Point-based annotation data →
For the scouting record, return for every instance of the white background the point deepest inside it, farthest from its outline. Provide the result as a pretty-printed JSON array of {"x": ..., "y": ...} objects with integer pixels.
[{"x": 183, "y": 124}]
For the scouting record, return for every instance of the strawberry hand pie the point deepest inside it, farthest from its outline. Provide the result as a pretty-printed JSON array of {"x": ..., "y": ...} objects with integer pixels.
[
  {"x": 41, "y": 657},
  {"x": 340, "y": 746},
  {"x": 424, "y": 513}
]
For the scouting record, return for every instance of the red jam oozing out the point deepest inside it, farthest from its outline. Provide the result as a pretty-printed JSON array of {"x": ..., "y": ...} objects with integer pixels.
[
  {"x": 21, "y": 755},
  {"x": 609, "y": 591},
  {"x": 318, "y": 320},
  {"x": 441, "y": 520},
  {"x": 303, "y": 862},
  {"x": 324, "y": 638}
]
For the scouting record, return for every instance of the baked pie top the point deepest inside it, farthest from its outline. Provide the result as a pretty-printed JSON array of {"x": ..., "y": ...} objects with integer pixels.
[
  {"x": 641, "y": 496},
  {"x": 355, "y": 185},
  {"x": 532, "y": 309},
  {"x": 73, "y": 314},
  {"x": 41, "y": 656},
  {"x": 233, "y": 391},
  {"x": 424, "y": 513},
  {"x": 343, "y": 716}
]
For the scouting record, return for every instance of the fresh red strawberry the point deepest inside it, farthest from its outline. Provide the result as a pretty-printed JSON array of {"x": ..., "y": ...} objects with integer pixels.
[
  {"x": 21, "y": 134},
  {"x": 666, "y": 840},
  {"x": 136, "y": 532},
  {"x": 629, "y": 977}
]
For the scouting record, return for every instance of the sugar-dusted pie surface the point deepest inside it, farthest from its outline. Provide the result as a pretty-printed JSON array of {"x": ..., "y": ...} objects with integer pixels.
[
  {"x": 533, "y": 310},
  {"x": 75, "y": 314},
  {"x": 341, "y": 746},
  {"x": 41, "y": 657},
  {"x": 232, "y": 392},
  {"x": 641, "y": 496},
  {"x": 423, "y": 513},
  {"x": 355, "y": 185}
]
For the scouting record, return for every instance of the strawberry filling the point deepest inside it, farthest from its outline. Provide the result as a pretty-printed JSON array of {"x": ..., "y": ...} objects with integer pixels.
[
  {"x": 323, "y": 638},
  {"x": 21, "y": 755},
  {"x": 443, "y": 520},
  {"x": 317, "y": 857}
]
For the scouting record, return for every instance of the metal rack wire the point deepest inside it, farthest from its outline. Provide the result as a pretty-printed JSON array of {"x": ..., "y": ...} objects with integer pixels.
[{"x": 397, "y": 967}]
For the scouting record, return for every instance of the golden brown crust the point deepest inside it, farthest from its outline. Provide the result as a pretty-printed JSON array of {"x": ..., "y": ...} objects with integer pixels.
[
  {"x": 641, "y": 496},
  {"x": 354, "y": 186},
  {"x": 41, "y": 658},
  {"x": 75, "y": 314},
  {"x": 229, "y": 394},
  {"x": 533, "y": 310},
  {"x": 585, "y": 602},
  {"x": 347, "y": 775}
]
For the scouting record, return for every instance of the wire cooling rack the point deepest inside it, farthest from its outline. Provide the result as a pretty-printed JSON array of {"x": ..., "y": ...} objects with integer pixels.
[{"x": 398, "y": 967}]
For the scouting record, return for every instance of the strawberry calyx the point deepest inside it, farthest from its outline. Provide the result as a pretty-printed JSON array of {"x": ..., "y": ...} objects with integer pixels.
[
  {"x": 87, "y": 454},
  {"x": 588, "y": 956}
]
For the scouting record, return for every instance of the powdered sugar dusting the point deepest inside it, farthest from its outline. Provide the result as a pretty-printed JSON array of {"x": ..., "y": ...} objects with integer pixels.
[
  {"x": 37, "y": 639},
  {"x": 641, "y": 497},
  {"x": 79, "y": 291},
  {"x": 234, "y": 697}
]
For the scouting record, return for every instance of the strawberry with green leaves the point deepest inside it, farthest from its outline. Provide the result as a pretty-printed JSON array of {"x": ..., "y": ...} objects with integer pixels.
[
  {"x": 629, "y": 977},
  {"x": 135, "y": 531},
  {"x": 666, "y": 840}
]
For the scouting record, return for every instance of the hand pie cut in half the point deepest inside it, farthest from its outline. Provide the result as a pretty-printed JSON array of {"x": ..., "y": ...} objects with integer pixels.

Exercise task → Nothing should be left out: return all of the records exactly.

Final result →
For the scouting record, return for every instance of the white background the point deepest inside it, farthest from its outline. Provide the result as a pretty-printed JSON array of {"x": ..., "y": ...} objects with integer pixels.
[{"x": 183, "y": 124}]
For the scouting record, return for every instance of the strawberry hand pie the point deepest inside it, farthest from its outline. Provide the result as a pretty-printed JSON array of {"x": ..., "y": ...} objects with integer pixels.
[
  {"x": 41, "y": 657},
  {"x": 340, "y": 746},
  {"x": 424, "y": 513}
]
For the scouting record, return for every instance of the red jam oozing out the point deepest inside it, farthest from its outline. Provide the result as a pretty-printed JSON array of {"x": ..., "y": ...} objects with integer pixels.
[
  {"x": 21, "y": 755},
  {"x": 609, "y": 591},
  {"x": 318, "y": 320},
  {"x": 441, "y": 520},
  {"x": 303, "y": 862},
  {"x": 324, "y": 638}
]
For the scouting record, return for every instance of the baked pie top the point deepest inside it, farthest from its outline. Provide the result as a pretty-printed JSON array of {"x": ..., "y": ...} objects with integer pixels.
[
  {"x": 641, "y": 496},
  {"x": 355, "y": 185},
  {"x": 532, "y": 309},
  {"x": 73, "y": 314},
  {"x": 41, "y": 656},
  {"x": 233, "y": 391},
  {"x": 424, "y": 513},
  {"x": 343, "y": 716}
]
For the scouting record, return for every instance of the fresh red strawberry the point deepest inside it, farthest from its outline. Provide the result as a pretty-printed JSON array of {"x": ..., "y": ...} objects with integer pixels.
[
  {"x": 21, "y": 134},
  {"x": 666, "y": 840},
  {"x": 136, "y": 532},
  {"x": 629, "y": 977}
]
For the scouting record, return for every instance of the sugar-dusted pie surface the point deepest inside it, farthest from its outline. Provide the result as a pretty-printed JSON array of {"x": ..., "y": ...} objects with integer pixels.
[
  {"x": 533, "y": 310},
  {"x": 75, "y": 314},
  {"x": 341, "y": 746},
  {"x": 41, "y": 657},
  {"x": 232, "y": 392},
  {"x": 641, "y": 496},
  {"x": 423, "y": 513},
  {"x": 355, "y": 185}
]
For the scouting record, return for every instance of the strawberry filling the point deepest inside it, farthest from its outline. Provide the result as a pretty-printed JSON array of {"x": ..., "y": ...} objects with integer pixels.
[
  {"x": 323, "y": 638},
  {"x": 21, "y": 755},
  {"x": 443, "y": 520},
  {"x": 317, "y": 857}
]
For the scouting record, return for every instance of the metal rack wire the point deepest inside it, farthest from its outline. Provide the result as a pretty-printed JSON array of {"x": ..., "y": ...} objects with integer pixels.
[{"x": 397, "y": 967}]
For the scouting record, return for every instance of the golden brown crust the point deepest inside it, farthest from its outline. Provide the result as a pretty-printed JSON array of {"x": ..., "y": ...} objects with integer pixels.
[
  {"x": 641, "y": 496},
  {"x": 354, "y": 186},
  {"x": 41, "y": 658},
  {"x": 75, "y": 314},
  {"x": 229, "y": 394},
  {"x": 533, "y": 310},
  {"x": 585, "y": 602},
  {"x": 347, "y": 775}
]
For the scouting record, return for every instance of the wire cooling rack the point deepest inside it, farthest from its outline. Provide the result as a pretty-printed JSON array of {"x": ..., "y": ...} objects with integer pixels.
[{"x": 398, "y": 967}]
For the scouting record, return for every instance of the strawberry calyx the point deepest inside it, farthest from its outline. Provide the result as a pretty-printed JSON array of {"x": ..., "y": ...} objects with integer pixels.
[
  {"x": 87, "y": 454},
  {"x": 588, "y": 956}
]
For the scouting record, return for every instance of the powdered sugar dusting the point deepest inside it, farthest from its outline. Provide the result as a pretty-printed JSON array of {"x": ..., "y": ...} objects with integer pixels.
[
  {"x": 37, "y": 639},
  {"x": 641, "y": 497},
  {"x": 79, "y": 291},
  {"x": 234, "y": 697}
]
For the scouting record, return for every instance of the strawberry with green leaves the point deepest inside it, farthest from its outline. Provide the result as a pretty-printed JSON array of {"x": ..., "y": ...} objects with integer pixels.
[
  {"x": 629, "y": 977},
  {"x": 135, "y": 531},
  {"x": 666, "y": 840}
]
For the scouting record, return for every instance of the hand pie cut in half the point deepest inside it, farthest from its outline. Provide the result as a pretty-printed JSON array of {"x": ..., "y": ...} objects with integer pixels.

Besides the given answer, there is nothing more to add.